*** Extracted records
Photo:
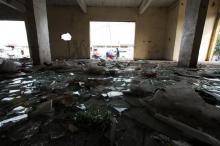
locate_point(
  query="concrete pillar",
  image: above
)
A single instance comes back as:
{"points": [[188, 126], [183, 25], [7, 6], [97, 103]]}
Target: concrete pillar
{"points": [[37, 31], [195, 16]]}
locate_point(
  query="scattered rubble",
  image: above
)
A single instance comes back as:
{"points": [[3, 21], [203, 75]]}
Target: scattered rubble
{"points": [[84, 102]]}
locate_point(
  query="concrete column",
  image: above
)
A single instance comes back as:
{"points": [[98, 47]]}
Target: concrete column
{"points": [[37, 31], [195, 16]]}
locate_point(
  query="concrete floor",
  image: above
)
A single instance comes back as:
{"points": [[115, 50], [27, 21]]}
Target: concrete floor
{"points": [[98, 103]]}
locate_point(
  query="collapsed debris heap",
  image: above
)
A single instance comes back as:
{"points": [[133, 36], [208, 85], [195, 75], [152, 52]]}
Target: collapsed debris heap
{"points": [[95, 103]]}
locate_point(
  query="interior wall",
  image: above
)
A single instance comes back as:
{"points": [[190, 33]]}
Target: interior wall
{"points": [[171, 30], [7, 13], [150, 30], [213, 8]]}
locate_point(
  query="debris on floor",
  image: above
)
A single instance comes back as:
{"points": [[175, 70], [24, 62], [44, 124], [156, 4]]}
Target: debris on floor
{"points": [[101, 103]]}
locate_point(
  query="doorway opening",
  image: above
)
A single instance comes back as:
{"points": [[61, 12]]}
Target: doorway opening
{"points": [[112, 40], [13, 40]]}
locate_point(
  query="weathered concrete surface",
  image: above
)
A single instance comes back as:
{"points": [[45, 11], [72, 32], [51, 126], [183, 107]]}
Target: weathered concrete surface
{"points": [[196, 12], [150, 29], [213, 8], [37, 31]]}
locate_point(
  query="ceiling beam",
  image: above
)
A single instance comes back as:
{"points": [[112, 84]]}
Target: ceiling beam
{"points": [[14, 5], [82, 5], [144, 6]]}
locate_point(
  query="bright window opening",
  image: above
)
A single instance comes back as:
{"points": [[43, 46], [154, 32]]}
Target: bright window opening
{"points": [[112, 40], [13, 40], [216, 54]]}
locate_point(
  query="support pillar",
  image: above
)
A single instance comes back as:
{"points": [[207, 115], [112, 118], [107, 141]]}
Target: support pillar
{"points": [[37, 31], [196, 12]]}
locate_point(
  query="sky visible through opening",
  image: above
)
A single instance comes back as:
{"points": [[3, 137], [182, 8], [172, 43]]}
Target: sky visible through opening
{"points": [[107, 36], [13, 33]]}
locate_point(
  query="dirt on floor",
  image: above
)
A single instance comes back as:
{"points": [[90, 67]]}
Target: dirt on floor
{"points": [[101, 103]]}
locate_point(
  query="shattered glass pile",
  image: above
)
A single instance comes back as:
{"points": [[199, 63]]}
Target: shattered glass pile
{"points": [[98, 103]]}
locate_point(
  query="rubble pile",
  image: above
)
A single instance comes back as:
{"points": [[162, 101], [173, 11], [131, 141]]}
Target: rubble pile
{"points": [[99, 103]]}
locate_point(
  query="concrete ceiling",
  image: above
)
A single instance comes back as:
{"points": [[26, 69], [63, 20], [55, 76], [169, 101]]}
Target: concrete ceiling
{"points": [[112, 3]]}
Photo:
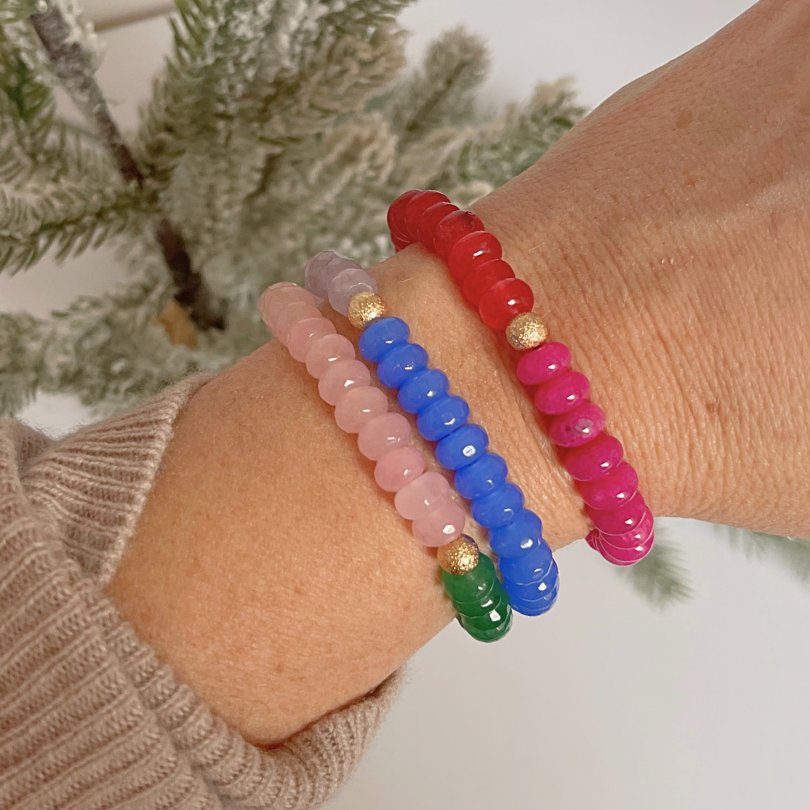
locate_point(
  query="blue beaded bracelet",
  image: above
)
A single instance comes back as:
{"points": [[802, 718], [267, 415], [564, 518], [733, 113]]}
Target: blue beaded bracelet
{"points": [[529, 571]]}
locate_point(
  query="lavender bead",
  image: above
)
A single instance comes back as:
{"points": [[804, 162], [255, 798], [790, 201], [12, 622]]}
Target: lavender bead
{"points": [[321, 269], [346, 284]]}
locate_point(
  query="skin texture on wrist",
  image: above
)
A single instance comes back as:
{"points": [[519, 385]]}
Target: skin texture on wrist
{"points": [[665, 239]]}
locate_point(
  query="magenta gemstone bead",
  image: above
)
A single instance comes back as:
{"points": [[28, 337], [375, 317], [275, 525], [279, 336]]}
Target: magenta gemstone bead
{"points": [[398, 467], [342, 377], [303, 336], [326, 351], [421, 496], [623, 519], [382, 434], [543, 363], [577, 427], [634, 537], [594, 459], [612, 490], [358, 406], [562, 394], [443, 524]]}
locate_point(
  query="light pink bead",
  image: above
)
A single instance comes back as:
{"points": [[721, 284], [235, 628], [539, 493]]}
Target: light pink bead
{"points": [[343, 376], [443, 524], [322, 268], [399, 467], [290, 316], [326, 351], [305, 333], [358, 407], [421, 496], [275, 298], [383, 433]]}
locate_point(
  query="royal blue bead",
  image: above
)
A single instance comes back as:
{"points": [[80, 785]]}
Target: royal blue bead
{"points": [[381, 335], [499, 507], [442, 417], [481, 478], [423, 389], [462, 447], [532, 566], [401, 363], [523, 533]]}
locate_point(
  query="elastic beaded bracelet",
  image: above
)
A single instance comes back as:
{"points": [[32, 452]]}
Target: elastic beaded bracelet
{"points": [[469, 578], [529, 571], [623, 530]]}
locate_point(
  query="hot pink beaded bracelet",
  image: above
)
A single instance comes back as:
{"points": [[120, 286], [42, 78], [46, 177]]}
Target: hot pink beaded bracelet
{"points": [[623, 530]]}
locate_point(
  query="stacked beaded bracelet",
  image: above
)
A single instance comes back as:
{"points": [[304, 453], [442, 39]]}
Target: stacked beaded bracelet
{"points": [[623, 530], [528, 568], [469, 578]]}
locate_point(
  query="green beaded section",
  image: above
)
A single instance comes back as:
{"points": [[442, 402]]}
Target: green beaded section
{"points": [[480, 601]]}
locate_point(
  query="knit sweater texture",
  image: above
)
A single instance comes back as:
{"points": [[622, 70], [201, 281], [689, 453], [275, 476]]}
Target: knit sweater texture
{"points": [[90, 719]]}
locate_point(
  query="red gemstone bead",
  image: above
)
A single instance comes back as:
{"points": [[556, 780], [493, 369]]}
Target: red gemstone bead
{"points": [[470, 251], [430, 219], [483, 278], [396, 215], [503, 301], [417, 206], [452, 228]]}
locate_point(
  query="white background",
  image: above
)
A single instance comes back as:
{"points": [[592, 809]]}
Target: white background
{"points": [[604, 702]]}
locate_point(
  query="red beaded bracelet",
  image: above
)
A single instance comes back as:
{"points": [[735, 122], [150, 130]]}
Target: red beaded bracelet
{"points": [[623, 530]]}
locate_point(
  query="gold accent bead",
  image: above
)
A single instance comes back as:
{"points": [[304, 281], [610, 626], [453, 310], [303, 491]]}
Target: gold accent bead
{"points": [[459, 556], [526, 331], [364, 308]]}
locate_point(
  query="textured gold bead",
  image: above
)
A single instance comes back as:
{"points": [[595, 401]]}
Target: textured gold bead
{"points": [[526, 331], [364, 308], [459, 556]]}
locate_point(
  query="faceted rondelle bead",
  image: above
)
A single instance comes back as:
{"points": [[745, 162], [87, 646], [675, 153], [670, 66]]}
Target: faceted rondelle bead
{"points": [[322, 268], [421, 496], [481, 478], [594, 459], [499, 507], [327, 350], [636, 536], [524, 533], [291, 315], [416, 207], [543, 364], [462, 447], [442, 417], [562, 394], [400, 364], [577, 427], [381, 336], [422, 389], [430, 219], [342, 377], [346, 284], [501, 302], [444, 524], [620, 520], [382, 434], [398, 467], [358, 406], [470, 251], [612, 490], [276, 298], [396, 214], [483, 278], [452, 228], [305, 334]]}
******
*** Extracted records
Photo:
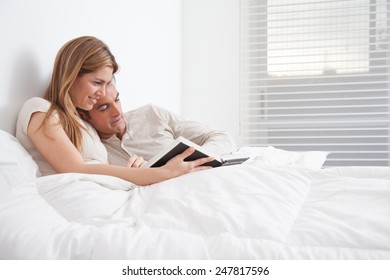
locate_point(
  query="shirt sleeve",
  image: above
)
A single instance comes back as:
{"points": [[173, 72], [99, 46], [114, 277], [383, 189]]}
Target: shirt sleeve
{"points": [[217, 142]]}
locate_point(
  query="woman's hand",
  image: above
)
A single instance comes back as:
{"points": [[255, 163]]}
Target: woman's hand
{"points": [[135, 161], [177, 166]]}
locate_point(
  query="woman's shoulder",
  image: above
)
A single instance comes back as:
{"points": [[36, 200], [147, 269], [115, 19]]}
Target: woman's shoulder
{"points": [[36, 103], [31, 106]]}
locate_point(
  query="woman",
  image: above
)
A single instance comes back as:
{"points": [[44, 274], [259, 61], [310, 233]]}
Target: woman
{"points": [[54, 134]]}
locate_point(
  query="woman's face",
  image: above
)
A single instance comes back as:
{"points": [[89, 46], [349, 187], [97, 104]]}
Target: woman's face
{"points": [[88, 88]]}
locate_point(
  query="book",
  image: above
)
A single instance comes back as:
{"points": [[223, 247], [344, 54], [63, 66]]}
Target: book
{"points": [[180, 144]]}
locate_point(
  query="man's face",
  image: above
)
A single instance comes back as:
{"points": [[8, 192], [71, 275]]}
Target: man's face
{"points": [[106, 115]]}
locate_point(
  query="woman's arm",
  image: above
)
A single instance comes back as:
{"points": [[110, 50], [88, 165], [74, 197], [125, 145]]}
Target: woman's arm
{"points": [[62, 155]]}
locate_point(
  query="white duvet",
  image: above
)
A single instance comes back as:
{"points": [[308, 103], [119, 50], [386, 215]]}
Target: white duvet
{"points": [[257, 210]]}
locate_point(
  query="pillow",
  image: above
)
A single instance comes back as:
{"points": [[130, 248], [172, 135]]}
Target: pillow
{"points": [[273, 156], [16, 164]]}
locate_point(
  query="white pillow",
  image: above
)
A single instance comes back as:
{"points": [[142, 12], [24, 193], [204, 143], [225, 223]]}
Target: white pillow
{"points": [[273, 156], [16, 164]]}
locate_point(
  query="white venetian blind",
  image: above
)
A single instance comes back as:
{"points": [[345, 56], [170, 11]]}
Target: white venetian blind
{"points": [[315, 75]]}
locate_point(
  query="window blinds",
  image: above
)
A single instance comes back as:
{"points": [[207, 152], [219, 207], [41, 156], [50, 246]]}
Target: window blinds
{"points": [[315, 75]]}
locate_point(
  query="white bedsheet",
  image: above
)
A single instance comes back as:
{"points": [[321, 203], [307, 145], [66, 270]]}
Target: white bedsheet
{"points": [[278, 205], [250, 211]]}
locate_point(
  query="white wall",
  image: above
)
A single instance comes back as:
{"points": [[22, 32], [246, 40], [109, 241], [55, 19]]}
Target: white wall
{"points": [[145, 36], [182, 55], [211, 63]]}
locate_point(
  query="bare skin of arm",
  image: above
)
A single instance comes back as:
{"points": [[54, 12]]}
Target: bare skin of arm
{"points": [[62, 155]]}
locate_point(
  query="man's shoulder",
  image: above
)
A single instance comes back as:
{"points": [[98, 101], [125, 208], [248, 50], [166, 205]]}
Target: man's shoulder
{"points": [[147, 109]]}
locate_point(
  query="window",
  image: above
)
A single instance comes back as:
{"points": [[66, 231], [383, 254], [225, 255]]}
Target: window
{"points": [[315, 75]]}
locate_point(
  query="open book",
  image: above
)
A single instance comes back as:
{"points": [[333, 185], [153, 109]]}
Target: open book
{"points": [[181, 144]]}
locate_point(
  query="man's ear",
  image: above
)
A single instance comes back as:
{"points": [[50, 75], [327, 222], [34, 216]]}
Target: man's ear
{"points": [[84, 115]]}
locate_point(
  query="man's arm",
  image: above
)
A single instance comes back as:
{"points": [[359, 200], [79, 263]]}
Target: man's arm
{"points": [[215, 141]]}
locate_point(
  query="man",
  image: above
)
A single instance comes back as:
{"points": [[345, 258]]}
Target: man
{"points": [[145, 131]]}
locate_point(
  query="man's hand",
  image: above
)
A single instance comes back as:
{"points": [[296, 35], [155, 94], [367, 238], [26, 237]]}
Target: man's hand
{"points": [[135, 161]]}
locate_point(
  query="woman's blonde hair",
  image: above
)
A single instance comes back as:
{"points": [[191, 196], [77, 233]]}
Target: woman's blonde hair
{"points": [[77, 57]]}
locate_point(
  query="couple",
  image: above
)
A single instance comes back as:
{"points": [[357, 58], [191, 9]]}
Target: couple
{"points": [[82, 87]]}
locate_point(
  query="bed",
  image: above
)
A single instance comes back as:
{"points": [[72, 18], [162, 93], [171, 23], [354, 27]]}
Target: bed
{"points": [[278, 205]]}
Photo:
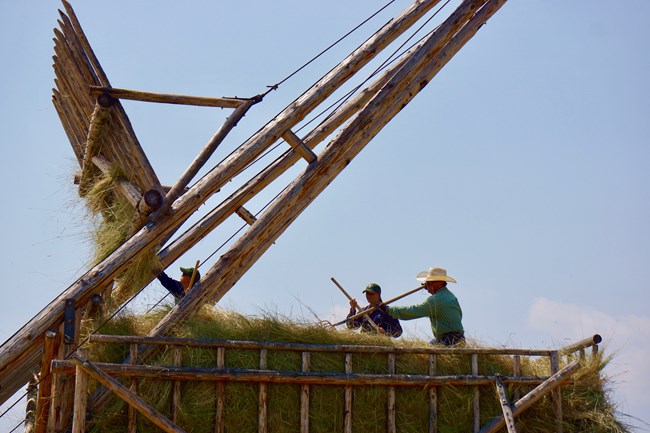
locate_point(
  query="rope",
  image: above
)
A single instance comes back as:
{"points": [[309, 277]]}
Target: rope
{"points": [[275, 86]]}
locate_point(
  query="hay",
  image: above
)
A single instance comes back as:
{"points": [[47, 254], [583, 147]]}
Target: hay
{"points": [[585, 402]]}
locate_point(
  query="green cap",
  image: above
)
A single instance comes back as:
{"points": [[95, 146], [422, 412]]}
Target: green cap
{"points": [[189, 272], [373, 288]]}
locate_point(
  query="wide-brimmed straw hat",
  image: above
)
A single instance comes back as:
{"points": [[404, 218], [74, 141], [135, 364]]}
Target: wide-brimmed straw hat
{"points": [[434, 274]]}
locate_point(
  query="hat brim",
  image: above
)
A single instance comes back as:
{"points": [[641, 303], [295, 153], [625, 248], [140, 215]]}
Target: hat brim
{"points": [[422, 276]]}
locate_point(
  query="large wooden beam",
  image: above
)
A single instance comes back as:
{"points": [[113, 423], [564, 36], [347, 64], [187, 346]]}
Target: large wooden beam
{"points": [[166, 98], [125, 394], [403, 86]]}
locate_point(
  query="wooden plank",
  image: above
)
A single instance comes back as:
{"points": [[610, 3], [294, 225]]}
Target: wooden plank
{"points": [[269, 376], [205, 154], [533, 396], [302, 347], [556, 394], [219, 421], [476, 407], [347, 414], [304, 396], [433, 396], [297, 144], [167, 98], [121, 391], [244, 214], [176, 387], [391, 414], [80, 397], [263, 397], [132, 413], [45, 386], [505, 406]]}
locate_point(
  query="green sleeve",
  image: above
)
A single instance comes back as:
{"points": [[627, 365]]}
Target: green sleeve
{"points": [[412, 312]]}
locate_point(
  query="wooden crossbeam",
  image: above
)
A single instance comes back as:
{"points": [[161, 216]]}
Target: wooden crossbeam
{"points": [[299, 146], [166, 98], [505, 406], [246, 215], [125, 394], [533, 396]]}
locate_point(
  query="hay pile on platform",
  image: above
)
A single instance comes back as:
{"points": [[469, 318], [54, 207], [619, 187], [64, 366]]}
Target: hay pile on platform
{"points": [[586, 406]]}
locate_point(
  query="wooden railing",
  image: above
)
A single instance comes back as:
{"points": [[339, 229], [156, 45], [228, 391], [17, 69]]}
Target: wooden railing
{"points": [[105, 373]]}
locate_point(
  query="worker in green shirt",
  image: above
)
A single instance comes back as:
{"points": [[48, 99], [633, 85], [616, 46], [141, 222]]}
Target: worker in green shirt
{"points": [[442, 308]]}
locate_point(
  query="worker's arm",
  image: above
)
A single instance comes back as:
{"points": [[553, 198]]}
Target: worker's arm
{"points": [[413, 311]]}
******
*** Extracted records
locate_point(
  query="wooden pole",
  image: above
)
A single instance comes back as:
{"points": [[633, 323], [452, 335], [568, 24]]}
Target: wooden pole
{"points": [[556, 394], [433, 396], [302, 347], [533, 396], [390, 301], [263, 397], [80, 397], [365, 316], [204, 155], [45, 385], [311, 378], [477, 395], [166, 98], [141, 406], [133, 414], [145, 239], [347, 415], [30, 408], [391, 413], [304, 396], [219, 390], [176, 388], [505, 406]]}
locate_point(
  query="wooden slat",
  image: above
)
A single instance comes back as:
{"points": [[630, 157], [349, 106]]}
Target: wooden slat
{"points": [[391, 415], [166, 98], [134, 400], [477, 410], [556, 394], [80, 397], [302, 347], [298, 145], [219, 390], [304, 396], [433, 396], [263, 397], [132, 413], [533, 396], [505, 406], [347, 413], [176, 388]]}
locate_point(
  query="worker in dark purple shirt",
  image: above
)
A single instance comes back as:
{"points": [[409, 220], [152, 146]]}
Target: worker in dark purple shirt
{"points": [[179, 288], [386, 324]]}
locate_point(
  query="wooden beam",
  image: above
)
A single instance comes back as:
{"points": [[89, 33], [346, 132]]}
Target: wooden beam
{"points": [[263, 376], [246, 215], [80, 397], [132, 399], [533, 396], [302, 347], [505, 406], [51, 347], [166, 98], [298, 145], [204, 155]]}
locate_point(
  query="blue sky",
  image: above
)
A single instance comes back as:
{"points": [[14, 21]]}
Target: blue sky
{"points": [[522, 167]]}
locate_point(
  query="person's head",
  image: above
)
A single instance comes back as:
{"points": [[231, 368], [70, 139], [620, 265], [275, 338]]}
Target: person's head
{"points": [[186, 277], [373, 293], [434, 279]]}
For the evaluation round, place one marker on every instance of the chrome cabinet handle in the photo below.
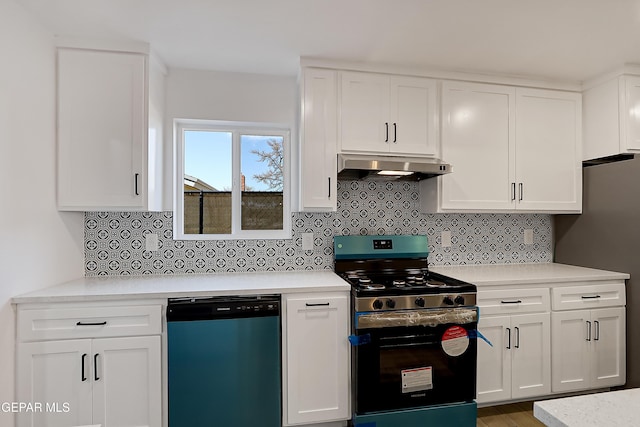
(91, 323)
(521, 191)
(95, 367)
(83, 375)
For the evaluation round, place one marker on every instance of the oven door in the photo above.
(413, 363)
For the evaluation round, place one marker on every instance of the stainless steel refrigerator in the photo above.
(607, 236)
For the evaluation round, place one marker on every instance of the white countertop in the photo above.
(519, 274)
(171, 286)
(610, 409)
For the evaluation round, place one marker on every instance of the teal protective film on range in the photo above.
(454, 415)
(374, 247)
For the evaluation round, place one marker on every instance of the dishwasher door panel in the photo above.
******
## Task details
Pull out every line of the entries above that contains the word "light", matching case.

## Solution for this task
  query="light pink bead",
Target: light pink bead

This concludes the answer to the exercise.